No trecho do documento, segundo a própria adolescente, o que causou as cicatrizes no rosto, no pescoço e nos braços dela?

> Trecho do documento

★ ★ ★ ★ ★

VI. VIOLÊNCIA ENTRE OS JOVENS

Não ouvimos muitos relatos de violência entre os jovens, mas alguns deles comentaram sobre atos violentos muitos graves cometidos por outros jovens detentos. Em uma unidade, uma adolescente apresentava cicatrizes no rosto, pescoço e braços que, segundo ela, eram resultado de um luta com outra garota. Em outro lugar, uma assistente social do centro de defesa das crianças disse-nos que alguns jovens alegavam terem sofrido agressão sexual e outros atos de violência cometidos por outros jovens. Estes relatos ilustram de forma contundente a necessidade de separar os jovens segundo sua idade, maturidade física, gravidade do delito e outros fatores, o que é uma exigência da legislação brasileira que muitos centros de internação observam apenas em parte.

★ ★ ★ ★ ★

> Dados fornecidos
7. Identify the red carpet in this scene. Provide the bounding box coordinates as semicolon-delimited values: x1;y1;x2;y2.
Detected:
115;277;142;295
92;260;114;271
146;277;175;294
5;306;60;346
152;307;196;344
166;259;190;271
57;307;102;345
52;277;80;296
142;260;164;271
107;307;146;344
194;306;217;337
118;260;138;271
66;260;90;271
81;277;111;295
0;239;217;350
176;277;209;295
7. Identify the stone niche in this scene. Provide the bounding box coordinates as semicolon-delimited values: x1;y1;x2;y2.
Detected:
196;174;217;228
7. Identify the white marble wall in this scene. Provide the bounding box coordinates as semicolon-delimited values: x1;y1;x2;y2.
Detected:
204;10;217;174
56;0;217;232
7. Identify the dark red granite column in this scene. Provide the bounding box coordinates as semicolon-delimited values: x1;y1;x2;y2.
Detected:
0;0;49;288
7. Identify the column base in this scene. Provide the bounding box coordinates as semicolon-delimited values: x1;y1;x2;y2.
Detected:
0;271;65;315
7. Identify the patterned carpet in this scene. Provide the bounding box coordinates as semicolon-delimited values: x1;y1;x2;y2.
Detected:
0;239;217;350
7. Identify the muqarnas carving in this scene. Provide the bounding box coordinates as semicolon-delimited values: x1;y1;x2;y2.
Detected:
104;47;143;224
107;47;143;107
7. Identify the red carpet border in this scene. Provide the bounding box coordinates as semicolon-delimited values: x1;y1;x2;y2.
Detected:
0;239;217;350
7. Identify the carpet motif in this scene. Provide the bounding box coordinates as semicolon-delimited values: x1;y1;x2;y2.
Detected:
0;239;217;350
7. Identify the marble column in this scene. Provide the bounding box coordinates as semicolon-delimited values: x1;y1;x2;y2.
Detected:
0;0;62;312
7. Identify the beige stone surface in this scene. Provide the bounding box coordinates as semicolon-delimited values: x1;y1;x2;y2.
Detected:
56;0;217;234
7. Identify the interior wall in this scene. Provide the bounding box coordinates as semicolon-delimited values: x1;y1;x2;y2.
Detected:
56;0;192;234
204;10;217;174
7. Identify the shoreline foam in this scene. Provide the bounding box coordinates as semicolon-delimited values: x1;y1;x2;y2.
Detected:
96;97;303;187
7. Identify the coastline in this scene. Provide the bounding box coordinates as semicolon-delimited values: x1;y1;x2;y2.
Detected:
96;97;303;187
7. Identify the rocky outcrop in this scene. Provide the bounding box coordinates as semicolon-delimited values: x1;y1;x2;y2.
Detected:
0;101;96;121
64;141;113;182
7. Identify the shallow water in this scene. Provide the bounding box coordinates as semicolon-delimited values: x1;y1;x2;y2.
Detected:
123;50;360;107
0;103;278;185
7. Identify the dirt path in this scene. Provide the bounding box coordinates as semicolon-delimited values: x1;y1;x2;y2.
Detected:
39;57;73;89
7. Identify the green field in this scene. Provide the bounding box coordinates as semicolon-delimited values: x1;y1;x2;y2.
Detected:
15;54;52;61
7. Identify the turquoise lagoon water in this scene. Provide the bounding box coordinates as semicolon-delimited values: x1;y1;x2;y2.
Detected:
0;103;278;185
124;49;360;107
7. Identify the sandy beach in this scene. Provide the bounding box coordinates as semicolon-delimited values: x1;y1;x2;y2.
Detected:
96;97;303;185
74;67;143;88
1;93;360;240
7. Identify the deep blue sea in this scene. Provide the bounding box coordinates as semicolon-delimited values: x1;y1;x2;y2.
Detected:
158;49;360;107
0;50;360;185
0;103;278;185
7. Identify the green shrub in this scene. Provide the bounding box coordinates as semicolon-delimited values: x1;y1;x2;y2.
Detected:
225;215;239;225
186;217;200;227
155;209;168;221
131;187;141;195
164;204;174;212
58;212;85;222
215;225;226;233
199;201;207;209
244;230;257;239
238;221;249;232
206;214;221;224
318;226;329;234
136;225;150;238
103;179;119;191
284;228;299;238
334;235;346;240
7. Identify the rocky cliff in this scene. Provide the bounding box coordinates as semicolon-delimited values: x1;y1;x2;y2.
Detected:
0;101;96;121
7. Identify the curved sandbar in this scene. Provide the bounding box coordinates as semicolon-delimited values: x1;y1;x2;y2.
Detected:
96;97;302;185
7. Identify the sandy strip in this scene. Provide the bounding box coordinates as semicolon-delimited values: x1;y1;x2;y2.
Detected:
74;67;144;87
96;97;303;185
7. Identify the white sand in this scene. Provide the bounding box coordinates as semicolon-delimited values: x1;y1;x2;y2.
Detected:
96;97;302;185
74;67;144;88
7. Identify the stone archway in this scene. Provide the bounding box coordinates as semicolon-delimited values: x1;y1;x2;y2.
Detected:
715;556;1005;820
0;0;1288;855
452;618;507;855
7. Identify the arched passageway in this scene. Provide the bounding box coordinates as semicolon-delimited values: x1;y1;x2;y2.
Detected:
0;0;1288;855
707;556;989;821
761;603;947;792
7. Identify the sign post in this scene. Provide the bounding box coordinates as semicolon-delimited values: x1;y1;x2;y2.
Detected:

★ ★ ★ ★ ★

> Solução da tarefa
Uma luta com outra garota.